*WHAT IS NEEDED:* Render the lines from the very first one through the line containing "box: [206, 761, 297, 855]", inclusive, as a JSON list of strings with one string per line and blank lines omitted.

*SOURCE RECORDS:*
Content starts
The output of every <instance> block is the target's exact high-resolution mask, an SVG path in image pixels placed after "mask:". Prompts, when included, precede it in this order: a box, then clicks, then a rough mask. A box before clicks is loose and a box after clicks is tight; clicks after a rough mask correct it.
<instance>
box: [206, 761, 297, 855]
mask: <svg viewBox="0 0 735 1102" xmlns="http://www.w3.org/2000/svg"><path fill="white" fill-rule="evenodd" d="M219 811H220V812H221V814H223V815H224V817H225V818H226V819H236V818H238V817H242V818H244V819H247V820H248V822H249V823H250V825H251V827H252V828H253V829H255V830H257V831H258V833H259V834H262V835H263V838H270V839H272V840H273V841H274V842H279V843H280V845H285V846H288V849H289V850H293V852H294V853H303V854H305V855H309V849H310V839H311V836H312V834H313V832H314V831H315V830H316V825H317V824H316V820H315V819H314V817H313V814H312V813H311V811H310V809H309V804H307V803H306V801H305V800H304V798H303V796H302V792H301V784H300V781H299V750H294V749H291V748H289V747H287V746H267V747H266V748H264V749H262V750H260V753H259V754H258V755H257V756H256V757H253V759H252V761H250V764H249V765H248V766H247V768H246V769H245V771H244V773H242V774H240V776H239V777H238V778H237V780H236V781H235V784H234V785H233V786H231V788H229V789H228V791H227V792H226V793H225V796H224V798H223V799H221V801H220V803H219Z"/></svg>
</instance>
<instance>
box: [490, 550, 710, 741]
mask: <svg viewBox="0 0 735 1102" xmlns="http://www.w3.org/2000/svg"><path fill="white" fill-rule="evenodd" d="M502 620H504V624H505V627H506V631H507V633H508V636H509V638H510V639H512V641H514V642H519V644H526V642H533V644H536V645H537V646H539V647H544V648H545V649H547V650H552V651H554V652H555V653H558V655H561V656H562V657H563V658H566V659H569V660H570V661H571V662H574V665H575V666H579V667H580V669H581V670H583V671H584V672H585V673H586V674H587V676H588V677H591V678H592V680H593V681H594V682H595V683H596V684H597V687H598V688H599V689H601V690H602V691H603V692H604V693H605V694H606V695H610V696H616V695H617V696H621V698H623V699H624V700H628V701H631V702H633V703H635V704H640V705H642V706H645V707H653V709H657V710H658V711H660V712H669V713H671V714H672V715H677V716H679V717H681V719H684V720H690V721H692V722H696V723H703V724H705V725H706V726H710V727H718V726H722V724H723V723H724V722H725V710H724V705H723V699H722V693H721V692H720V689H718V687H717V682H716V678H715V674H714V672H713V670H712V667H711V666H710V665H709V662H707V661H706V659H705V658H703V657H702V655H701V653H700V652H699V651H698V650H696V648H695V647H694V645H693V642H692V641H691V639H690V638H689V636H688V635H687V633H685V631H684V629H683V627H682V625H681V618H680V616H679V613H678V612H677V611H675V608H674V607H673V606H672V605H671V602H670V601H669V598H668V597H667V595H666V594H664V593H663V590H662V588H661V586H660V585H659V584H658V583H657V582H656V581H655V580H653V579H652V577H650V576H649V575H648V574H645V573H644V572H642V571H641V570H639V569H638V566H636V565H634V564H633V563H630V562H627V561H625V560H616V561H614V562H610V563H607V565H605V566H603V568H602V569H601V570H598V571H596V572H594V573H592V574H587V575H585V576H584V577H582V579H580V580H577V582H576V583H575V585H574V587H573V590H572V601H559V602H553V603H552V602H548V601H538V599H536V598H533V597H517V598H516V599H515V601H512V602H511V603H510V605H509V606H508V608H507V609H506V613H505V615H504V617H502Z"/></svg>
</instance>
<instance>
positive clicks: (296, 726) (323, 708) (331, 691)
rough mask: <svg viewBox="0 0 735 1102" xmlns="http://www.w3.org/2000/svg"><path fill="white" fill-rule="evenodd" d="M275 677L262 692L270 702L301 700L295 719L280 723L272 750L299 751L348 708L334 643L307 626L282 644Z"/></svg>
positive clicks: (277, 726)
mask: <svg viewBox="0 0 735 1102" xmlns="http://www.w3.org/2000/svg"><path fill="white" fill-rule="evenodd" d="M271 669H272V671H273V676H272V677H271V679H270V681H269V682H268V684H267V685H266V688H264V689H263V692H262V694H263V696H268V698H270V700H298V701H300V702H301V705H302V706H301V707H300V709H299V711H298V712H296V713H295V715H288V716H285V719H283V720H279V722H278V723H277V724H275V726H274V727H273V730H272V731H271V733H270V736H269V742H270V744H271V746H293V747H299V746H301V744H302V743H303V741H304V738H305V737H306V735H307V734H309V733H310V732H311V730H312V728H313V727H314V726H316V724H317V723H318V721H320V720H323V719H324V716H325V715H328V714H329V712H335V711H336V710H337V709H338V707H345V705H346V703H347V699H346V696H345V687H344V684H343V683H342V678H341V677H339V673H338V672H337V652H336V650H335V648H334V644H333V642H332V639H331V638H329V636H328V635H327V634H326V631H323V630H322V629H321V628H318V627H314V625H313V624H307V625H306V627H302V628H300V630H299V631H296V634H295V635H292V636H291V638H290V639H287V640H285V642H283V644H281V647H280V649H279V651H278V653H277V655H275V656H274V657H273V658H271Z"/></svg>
Content ends
*ANSWER BOX:*
[
  "The output of every <instance> block is the target's exact high-resolution mask, an SVG path in image pixels placed after \"mask:\". Prompts, when included, precede it in this order: a box, then clicks, then a rough mask. A box before clicks is loose and a box after clicks is tight; clicks after a rough mask correct it.",
  "<instance>",
  "box: [206, 761, 297, 855]"
]